## TO DO:
Could you output each line of the data that follows exactly?

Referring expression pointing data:
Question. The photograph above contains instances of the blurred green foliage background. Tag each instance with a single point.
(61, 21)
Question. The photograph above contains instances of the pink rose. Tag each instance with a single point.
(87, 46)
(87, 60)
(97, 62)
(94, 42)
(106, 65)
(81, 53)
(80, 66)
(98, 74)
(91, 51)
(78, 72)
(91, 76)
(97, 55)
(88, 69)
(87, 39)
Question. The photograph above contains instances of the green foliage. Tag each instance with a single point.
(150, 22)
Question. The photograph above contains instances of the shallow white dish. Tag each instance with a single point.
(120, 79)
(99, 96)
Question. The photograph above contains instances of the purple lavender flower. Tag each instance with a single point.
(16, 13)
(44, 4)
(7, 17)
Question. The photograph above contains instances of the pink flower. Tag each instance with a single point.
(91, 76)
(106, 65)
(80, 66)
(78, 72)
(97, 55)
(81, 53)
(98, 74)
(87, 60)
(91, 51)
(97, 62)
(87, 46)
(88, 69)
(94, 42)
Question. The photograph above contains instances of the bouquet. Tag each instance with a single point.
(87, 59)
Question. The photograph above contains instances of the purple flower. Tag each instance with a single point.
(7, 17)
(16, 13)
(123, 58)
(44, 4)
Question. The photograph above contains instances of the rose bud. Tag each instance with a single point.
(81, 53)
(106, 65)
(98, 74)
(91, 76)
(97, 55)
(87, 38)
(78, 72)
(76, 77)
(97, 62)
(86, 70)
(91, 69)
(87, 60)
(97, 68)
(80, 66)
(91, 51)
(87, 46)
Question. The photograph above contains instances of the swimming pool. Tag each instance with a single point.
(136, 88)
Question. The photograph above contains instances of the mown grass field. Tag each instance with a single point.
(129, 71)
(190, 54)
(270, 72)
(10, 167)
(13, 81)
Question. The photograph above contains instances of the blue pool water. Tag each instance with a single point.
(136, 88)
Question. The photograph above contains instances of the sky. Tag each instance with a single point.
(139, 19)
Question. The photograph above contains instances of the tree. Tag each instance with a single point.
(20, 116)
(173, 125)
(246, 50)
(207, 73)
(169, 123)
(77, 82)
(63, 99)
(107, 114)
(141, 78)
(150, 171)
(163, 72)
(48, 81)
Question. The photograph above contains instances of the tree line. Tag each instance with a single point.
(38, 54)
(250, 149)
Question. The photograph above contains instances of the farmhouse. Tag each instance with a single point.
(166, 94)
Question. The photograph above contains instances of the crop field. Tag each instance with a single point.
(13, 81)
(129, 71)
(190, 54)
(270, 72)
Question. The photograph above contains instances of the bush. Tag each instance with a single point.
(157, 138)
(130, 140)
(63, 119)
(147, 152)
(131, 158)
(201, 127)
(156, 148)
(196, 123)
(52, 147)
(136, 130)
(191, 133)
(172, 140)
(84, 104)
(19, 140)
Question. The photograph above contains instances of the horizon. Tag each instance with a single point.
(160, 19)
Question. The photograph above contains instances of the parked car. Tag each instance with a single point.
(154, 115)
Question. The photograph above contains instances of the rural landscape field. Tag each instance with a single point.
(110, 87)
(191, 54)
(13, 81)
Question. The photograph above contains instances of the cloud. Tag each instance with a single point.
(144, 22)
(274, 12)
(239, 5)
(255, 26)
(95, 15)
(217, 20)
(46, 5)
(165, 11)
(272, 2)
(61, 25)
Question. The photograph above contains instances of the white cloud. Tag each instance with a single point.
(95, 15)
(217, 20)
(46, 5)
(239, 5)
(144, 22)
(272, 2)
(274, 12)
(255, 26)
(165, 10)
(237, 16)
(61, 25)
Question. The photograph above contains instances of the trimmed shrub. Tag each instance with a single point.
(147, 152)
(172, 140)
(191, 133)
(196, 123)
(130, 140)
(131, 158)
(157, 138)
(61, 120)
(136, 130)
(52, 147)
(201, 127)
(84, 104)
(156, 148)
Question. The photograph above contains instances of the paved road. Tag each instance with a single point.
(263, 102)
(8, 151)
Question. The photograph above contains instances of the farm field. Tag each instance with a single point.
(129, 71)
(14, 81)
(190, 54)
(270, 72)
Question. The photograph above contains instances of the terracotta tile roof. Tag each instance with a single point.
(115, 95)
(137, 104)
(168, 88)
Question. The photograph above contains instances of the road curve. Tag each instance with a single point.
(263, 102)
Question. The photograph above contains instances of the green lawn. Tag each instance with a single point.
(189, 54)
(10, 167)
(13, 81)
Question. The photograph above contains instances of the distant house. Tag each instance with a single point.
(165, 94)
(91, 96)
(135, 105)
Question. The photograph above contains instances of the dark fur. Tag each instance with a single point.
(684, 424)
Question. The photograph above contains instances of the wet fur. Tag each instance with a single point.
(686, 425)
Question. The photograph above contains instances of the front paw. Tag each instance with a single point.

## EXERCISE RESULT:
Question. The photograph above contains instances of the blurred green foliage background. Tag each instance with a single point.
(61, 21)
Question. The photograph above contains instances of the pink rose. Tag each instance with a single point.
(87, 46)
(87, 60)
(97, 62)
(94, 42)
(106, 65)
(81, 53)
(80, 66)
(98, 74)
(91, 51)
(78, 72)
(91, 76)
(97, 55)
(88, 69)
(87, 39)
Question. The photograph above contains instances of the green foliage. Tag each instance with a single point.
(150, 22)
Question. The photograph above contains instances of the shallow white dish. Tag each instance with a single point.
(120, 79)
(99, 96)
Question. The photograph above contains instances of the purple lavender flower. Tag each instance with a single point.
(16, 13)
(44, 4)
(7, 17)
Question. The photograph above contains instances of the pink flower. Tag each instance with a single point.
(91, 76)
(106, 65)
(80, 66)
(78, 72)
(97, 55)
(81, 53)
(98, 74)
(87, 60)
(91, 51)
(97, 62)
(87, 46)
(88, 69)
(94, 42)
Question. The photograph above contains instances of the bouquet. Tag each instance with a single point.
(87, 59)
Question. The photograph above contains instances of the purple flower. Tag each instance with a single point.
(7, 17)
(16, 13)
(123, 58)
(44, 4)
Question. The photograph above contains instances of the rose bud. Tag each instance with a single point.
(81, 53)
(106, 65)
(98, 74)
(91, 76)
(97, 55)
(87, 38)
(78, 72)
(76, 77)
(97, 62)
(86, 70)
(91, 69)
(87, 60)
(97, 68)
(80, 66)
(91, 51)
(87, 46)
Question. The photograph above contains instances of the swimming pool. Tag each instance with a single point.
(136, 88)
Question. The photograph above contains instances of the mown grass field. Tag each instance with a single point.
(129, 71)
(190, 54)
(270, 72)
(10, 167)
(13, 81)
Question. The photograph above contains instances of the blue pool water. Tag each instance with a single point.
(136, 88)
Question. The photograph above contains instances of the sky. Tag each instance with a single point.
(139, 19)
Question. The photograph above contains instances of the tree. Tag each instance with a single point.
(20, 116)
(173, 125)
(246, 50)
(207, 73)
(169, 123)
(77, 82)
(63, 99)
(107, 114)
(141, 78)
(150, 171)
(163, 72)
(48, 81)
Question. The photograph above contains instances of the tree line. Tag each instance with a single point.
(38, 54)
(250, 149)
Question. The photograph above contains instances of the farmhouse. Tag each instance with a single point.
(166, 94)
Question. The photograph above contains instances of the crop field. Tag each instance with a single point.
(13, 81)
(129, 71)
(190, 54)
(270, 72)
Question. The photograph above contains instances of the bush. Tag each instance with a single point.
(157, 138)
(130, 140)
(63, 119)
(147, 152)
(131, 158)
(201, 127)
(156, 148)
(196, 123)
(52, 147)
(136, 130)
(191, 133)
(172, 140)
(84, 104)
(19, 140)
Question. The photograph above contains instances of the horizon. Tag each instance with a single point.
(160, 19)
Question. The photograph above contains instances of the parked car. Tag each instance with a single point.
(154, 115)
Question. The photograph above contains instances of the rural landscape field. Tag each instance with a single point.
(110, 87)
(191, 54)
(13, 81)
Question. The photograph above contains instances of the cloud. Tag each instance with a single point.
(144, 22)
(274, 12)
(239, 5)
(255, 26)
(95, 15)
(217, 20)
(46, 5)
(165, 11)
(272, 2)
(61, 25)
Question. The photograph above contains instances of the white cloud. Tag each instance with a single point.
(95, 15)
(217, 20)
(46, 5)
(239, 5)
(144, 22)
(272, 2)
(274, 12)
(255, 26)
(165, 10)
(237, 16)
(61, 25)
Question. The photograph above contains instances of the trimmed shrub. Tag each instance with a single point.
(147, 152)
(172, 140)
(191, 133)
(196, 123)
(130, 140)
(131, 158)
(157, 138)
(61, 120)
(136, 130)
(52, 147)
(201, 127)
(84, 104)
(156, 148)
Question. The photograph above contains instances of the paved road. Tag each instance with a single point.
(263, 102)
(8, 151)
Question. The photograph above contains instances of the farm field. Tag each instance with a single point.
(129, 71)
(14, 81)
(190, 54)
(270, 72)
Question. The photograph above contains instances of the terracotta tile roof. Tag each instance with a single point.
(115, 95)
(137, 104)
(168, 88)
Question. The photograph above contains instances of the road curve. Tag each instance with a single point.
(263, 102)
Question. The photograph above contains instances of the green lawn. Tag each instance with a single point.
(189, 54)
(10, 167)
(13, 81)
Question. The photograph above contains instances of the distant house. Tag each instance with a single point.
(165, 94)
(91, 96)
(135, 105)
Question. The photograph above contains instances of the dark fur. Tag each instance with a single point.
(684, 424)
Question. The photograph above contains instances of the wet fur. Tag each instance with a single point.
(686, 425)
Question. The photograph above contains instances of the front paw. Tag each instance with a single point.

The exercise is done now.